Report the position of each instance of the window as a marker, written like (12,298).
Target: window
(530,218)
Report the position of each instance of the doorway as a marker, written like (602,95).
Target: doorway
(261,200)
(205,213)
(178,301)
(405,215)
=====
**EXERCISE OBJECTIVE:** Please update these rows by replacing "marker" with "point" everywhere it appears, leaving everything else unchanged.

**EXERCISE OUTPUT:**
Report the position of each instance of the window as a point, written like (12,298).
Target: window
(530,218)
Report the position of each instance of the doorway as a point, written like (602,95).
Target: doorway
(261,200)
(205,213)
(178,301)
(405,215)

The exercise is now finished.